→ TASK OBJECTIVE
Print all of the entries below word for word, leaving the pictures out.

Excerpts of location labeling data

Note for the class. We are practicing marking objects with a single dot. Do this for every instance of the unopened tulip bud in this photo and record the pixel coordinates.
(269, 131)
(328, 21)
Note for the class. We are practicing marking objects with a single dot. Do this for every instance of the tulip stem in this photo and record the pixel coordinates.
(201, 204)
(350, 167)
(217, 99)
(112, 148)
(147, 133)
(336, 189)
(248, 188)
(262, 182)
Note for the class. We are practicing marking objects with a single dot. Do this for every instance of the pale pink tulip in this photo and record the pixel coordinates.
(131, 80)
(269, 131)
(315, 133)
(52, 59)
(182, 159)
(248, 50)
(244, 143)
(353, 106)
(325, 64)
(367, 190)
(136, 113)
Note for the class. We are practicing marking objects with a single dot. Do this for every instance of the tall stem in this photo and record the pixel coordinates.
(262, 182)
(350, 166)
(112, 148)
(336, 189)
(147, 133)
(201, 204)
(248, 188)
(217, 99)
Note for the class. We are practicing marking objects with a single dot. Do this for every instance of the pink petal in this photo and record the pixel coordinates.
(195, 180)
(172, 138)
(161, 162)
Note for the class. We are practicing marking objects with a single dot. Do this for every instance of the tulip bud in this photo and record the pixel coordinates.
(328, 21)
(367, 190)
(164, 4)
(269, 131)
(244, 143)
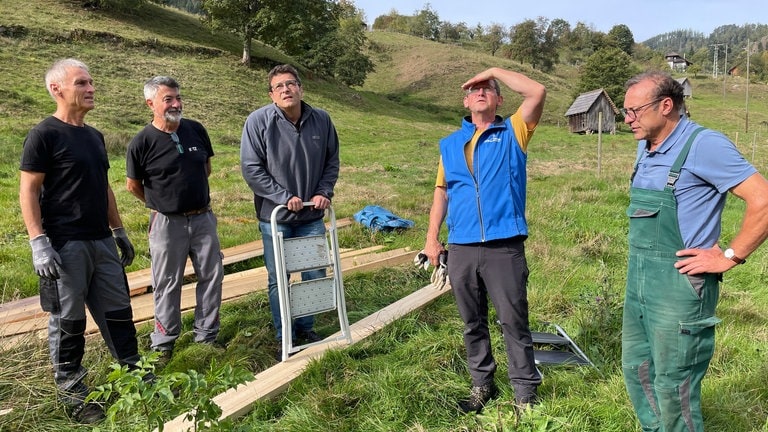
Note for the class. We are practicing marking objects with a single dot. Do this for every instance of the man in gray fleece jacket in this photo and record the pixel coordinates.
(289, 154)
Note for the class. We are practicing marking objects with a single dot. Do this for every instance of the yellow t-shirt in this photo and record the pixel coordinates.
(522, 134)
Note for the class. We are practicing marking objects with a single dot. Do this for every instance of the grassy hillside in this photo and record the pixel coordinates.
(408, 376)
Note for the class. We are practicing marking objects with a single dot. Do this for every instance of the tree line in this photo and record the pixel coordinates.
(329, 38)
(326, 36)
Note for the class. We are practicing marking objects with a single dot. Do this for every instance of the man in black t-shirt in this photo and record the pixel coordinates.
(168, 164)
(71, 217)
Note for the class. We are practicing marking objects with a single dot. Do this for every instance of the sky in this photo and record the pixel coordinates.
(645, 18)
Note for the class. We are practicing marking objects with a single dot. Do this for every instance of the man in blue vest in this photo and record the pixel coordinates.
(679, 186)
(480, 194)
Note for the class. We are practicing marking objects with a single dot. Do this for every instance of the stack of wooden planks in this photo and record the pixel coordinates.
(20, 318)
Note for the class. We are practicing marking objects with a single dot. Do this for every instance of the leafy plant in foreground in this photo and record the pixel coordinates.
(139, 394)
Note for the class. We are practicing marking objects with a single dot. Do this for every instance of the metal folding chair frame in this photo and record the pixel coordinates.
(304, 298)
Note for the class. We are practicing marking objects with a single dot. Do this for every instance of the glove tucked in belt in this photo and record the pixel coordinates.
(439, 278)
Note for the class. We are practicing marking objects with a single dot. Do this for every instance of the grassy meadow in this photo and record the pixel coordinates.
(408, 376)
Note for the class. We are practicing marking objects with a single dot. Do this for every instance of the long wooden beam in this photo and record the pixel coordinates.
(238, 401)
(139, 281)
(234, 286)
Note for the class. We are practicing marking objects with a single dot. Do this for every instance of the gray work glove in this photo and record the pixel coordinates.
(439, 277)
(45, 259)
(124, 244)
(421, 260)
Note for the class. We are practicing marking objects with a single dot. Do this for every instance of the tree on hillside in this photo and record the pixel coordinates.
(326, 36)
(493, 38)
(533, 42)
(622, 36)
(561, 30)
(609, 69)
(238, 16)
(352, 66)
(425, 24)
(525, 43)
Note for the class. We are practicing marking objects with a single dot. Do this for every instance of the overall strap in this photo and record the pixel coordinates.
(674, 171)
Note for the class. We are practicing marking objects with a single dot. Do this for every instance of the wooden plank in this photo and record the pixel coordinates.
(139, 281)
(238, 401)
(235, 285)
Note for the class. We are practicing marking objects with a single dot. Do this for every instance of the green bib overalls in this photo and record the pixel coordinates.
(668, 330)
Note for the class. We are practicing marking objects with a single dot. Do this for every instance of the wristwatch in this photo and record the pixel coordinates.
(731, 255)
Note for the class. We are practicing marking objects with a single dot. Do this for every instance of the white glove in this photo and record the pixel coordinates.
(421, 260)
(45, 259)
(439, 277)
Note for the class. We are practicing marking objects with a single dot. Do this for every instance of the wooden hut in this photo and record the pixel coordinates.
(584, 113)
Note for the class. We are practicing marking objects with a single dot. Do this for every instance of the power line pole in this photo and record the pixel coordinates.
(715, 66)
(746, 108)
(725, 69)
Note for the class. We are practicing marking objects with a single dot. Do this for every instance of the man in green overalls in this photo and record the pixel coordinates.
(678, 190)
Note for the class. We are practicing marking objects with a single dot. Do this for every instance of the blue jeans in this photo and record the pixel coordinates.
(303, 324)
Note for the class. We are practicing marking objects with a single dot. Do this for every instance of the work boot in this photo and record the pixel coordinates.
(526, 397)
(163, 358)
(478, 397)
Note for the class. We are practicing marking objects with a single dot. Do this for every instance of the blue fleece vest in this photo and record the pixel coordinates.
(489, 205)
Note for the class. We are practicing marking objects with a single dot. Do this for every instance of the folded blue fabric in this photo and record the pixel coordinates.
(380, 219)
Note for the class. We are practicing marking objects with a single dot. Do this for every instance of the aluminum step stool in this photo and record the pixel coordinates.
(559, 348)
(304, 298)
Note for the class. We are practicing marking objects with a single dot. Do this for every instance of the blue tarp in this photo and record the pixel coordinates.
(380, 219)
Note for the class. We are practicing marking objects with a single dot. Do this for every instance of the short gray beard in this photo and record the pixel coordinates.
(173, 118)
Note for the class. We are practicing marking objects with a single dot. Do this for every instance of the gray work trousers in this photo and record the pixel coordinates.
(91, 275)
(173, 238)
(499, 270)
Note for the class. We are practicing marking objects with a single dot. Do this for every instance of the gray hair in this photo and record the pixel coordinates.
(666, 86)
(58, 72)
(153, 84)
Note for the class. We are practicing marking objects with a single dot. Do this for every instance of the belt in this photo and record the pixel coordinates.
(191, 212)
(196, 212)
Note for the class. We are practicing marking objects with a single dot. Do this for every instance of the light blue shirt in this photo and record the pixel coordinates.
(714, 166)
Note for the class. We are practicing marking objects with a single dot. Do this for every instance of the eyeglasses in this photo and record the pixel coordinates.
(632, 113)
(486, 89)
(176, 140)
(292, 84)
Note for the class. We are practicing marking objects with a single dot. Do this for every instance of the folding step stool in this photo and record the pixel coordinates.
(304, 298)
(559, 348)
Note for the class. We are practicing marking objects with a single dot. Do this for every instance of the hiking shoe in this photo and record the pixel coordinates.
(308, 336)
(526, 397)
(478, 397)
(163, 358)
(88, 413)
(214, 343)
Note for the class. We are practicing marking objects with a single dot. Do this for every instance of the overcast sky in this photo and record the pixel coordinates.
(645, 18)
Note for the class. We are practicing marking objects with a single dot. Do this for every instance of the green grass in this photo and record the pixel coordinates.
(408, 376)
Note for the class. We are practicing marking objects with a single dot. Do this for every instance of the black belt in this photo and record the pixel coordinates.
(191, 212)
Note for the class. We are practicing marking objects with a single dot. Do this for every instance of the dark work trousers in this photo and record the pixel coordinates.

→ ANSWER IN FULL
Note for the class. We are practicing marking objects with a single dot. Do this for every instance of the unopened tulip bud in this photo and record the pixel coordinates.
(269, 131)
(328, 21)
Note for the class. We are practicing marking objects with a single dot. Do this for every instance of the tulip stem in this photo and record the pixel coordinates.
(201, 204)
(350, 167)
(217, 99)
(112, 148)
(147, 133)
(336, 189)
(248, 188)
(262, 182)
Note for the class. We are practicing marking objects with a single dot. Do this for every instance of the pale pink tulip in this photo and record the pixel coordinates.
(131, 80)
(269, 131)
(315, 133)
(52, 59)
(182, 159)
(248, 50)
(244, 143)
(353, 106)
(325, 64)
(367, 190)
(136, 113)
Note for the class. We are practicing marking objects with a single dot. Do this for every instance of the tall stem in this photo and record the pixel coordinates.
(262, 182)
(350, 166)
(112, 148)
(336, 189)
(147, 133)
(201, 204)
(248, 188)
(217, 99)
Note for the class. We are practicing marking objects with a single dot. Do this for every instance of the pink petal in this photo and record the pixel coordinates.
(195, 180)
(172, 138)
(161, 162)
Note for the class. We are practicing marking objects with a single dot. Do this for every instance of the tulip bud in this photo and record the pixel coordinates.
(328, 21)
(367, 190)
(164, 4)
(269, 131)
(244, 143)
Note for the class. We are practicing marking objects with a single dot. Do this for every instance of the man in gray fleece jacket in this photo and record the pixel coordinates.
(289, 154)
Note for the class. We are practicing marking objects with a single dot. Do this for every instance of the yellow t-shirt in this photo and record the pixel coordinates.
(522, 134)
Note for the class. We are practicing marking objects with a single dot. Do this for every instance of the grassy hillside in this photo and record the pixel coordinates.
(408, 376)
Note for the class. We are practicing marking objects with a single dot. Do this for every instance of the tree line in this photo and record the pixel coordinates.
(329, 38)
(326, 36)
Note for the class. We are practicing marking objects with a single dot. Do this for every instance of the man in black t-shirt in this photo and record the pixel coordinates.
(168, 164)
(71, 217)
Note for the class. We are practicing marking objects with a single dot. Do this for every instance of the sky in this photo and record the pixel coordinates.
(645, 18)
Note for the class. We are practicing marking objects with a single dot. Do this for every instance of the man in blue vest in this photo and record the pixel coordinates.
(679, 186)
(480, 194)
Note for the class. We are practicing marking objects with a single dot. Do this for every instance of the stack of wooden planks in this photo and record the pixel coordinates.
(20, 318)
Note for the class. We are practicing marking objects with a single dot. Do this for every instance of the leafy plant in foreground in this photo and record the pixel coordinates.
(139, 394)
Note for the class. We are practicing marking objects with a single dot. Do this for every instance of the metal folding chair frame in this photo and record the pixel coordinates.
(304, 298)
Note for the class. We are practicing marking objects with a single dot. Do this for every instance of the glove tucked in belt in this photo and record the pixel coordinates.
(439, 278)
Note for the class. We are practicing marking objects with a single dot. Do this for every instance of the grassy meadow in this photo and record the pixel coordinates.
(408, 376)
Note for the class. We are practicing marking objects with a single dot. Do this for every instance of the long wooden beam in this photo and record the pixel coordinates.
(238, 401)
(139, 281)
(234, 286)
Note for the class. We are practicing marking objects with a single dot. Do this for every instance of the gray work glove in this photo and record the pixel coordinates.
(439, 277)
(45, 259)
(124, 244)
(421, 260)
Note for the class. We are practicing marking objects with a single dot. Do this for every instance of the tree on hillside in this photo and record the pixel coordinates.
(326, 36)
(493, 38)
(533, 42)
(622, 36)
(561, 30)
(609, 69)
(238, 16)
(352, 66)
(425, 24)
(525, 43)
Note for the class. We are practicing marking objects with a single dot. Do this for every instance of the overall strap in this photo and record the pixel coordinates.
(674, 171)
Note for the class. We are practicing marking objects with a single dot. Do this for every instance of the wooden plank in this photo and record the pixel coordinates.
(139, 281)
(238, 401)
(235, 285)
Note for the class. We are practicing marking objects with a single dot. Do this for every instance of the green bib overalls in this photo and record the pixel coordinates.
(668, 330)
Note for the class. We are practicing marking objects with a single dot. Do this for every instance of the wristwatch in this photo and record the pixel coordinates.
(731, 255)
Note for the class. We are practicing marking objects with a single dot. Do this for every instance of the white glove in this photo and record the pixel coordinates.
(421, 260)
(45, 259)
(439, 277)
Note for the class. We are practicing marking objects with a single dot. Do this for every instance of the wooden hut in this photo and record the pixel coordinates.
(584, 113)
Note for the class. We are practicing marking objects with a single dot. Do this for every instance of the power line pole in this photo and record the pixel coordinates.
(715, 66)
(746, 108)
(725, 69)
Note for the class. We are practicing marking objects with a single dot. Do this for every instance of the man in green overalls in this photo and record the pixel coordinates.
(678, 190)
Note for the class. We are practicing marking objects with a single dot. Do this for every instance of the blue jeans in this photo and record the pixel coordinates.
(303, 324)
Note for the class. We are practicing marking objects with a single dot. Do this for every instance of the work boot in this photo and record the pixel coordinates.
(526, 397)
(163, 358)
(478, 397)
Note for the class. We are practicing marking objects with a single dot. Do this for every instance of the blue fleece vest in this photo and record the pixel coordinates.
(489, 205)
Note for the class. We are practicing marking objects with a single dot. Do this for every instance of the folded blue fabric in this photo and record the pixel coordinates.
(380, 219)
Note for the class. We are practicing marking objects with a single dot. Do this for every instance of the aluminum step stool in this photo and record the pixel coordinates.
(559, 348)
(304, 298)
Note for the class. We are practicing marking objects with a single dot. Do this for every instance of the blue tarp in this photo and record the pixel coordinates.
(380, 219)
Note for the class. We are practicing marking objects with a single dot. Do this for every instance of the short gray beard in this photo and record the pixel coordinates.
(173, 118)
Note for the class. We are practicing marking objects with a single dot. Do this for every instance of the gray work trousers in this photo and record the pixel coordinates.
(91, 275)
(173, 238)
(499, 270)
Note for the class. We are practicing marking objects with a single dot. Do this for every instance of the gray hair in this photo and record the pixel coordinates.
(666, 86)
(58, 72)
(153, 84)
Note for the class. We are practicing marking objects with a single dot. Do this for every instance of the belt in this photo and record the pixel coordinates.
(191, 212)
(196, 212)
Note for the class. We are practicing marking objects with a single dot. Do this for every instance of the light blue shirt in this photo and record the pixel coordinates.
(714, 166)
Note for the class. We are practicing marking objects with a single dot. Do this for every instance of the eyeglasses in this photo and record the pixel coordinates.
(632, 113)
(486, 89)
(176, 140)
(292, 84)
Note for the class. We are practicing marking objects with a single dot. Do this for every instance of the folding step stool in this photo and record the pixel coordinates.
(304, 298)
(559, 348)
Note for the class. We are practicing marking objects with a single dot. Do this for every instance of the hiking shoe in this photo and record the pixel coordinates.
(308, 336)
(526, 397)
(478, 397)
(163, 358)
(88, 413)
(214, 343)
Note for the class. We are practicing marking objects with a single dot. Do this for every instance of the overcast sky in this photo and record the pixel coordinates.
(645, 18)
Note for the class. We are practicing marking objects with a single dot. Do this for every instance of the green grass in this photo and record the pixel coordinates.
(408, 376)
Note for the class. We are practicing marking objects with a single dot. Do this for every instance of the black belt in this photo and record the pixel coordinates.
(191, 212)
Note for the class. We are practicing marking objects with a single dot. Do this for every instance of the dark work trousers in this photo and record the pixel coordinates.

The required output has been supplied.